── MATERIAL SUPPLIED

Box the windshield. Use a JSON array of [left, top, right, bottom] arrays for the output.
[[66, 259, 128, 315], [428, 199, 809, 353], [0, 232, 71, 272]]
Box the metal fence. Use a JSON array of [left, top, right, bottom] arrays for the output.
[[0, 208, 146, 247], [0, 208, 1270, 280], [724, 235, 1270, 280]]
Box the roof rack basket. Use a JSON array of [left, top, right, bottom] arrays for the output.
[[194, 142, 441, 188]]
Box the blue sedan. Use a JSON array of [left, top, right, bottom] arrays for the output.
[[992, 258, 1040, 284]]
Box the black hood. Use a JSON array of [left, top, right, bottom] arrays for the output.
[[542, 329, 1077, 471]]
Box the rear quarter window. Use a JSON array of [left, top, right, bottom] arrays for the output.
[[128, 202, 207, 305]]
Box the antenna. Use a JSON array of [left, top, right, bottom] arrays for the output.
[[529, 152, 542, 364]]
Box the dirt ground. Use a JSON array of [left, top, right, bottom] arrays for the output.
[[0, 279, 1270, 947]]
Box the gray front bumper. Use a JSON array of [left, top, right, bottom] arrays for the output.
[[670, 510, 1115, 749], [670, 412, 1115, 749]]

────

Extract all the entries word for word.

ANSWER TO THIS PROBLEM:
Box the windshield. Use a JSON array of [left, top, right, bottom] arrays for the output.
[[66, 259, 128, 315], [428, 199, 809, 353], [0, 232, 71, 272]]
Box the metal fence. Use a JSON array of [left, top, right, bottom] arrays for the output.
[[0, 208, 146, 247], [0, 208, 1270, 280], [724, 235, 1270, 280]]
Box the roof rack basket. Use a JSON array of [left, top, right, bottom] arrays for the output.
[[194, 142, 441, 188]]
Box the blue sedan. Use a JSON array of [left, top, right, bottom] arrays for the output.
[[992, 258, 1040, 284]]
Box the black hood. Use a JSON array of [left, top, right, bottom] arrays for the output.
[[542, 329, 1077, 471]]
Box the rear quarter window. Use a JSON array of [left, top, right, bottom] arrays for the output.
[[128, 202, 207, 305]]
Box the antenna. Use a JSON array of [left, top, right, bottom] arrays for the output.
[[529, 152, 542, 364]]
Box the dirt ground. Use a JSON array of [left, top, right, bottom] arrays for the output.
[[0, 279, 1270, 947]]
Box the gray front bumper. Use a JSON array of [left, top, right, bottom] arrays for the output.
[[670, 510, 1115, 749], [670, 412, 1115, 749]]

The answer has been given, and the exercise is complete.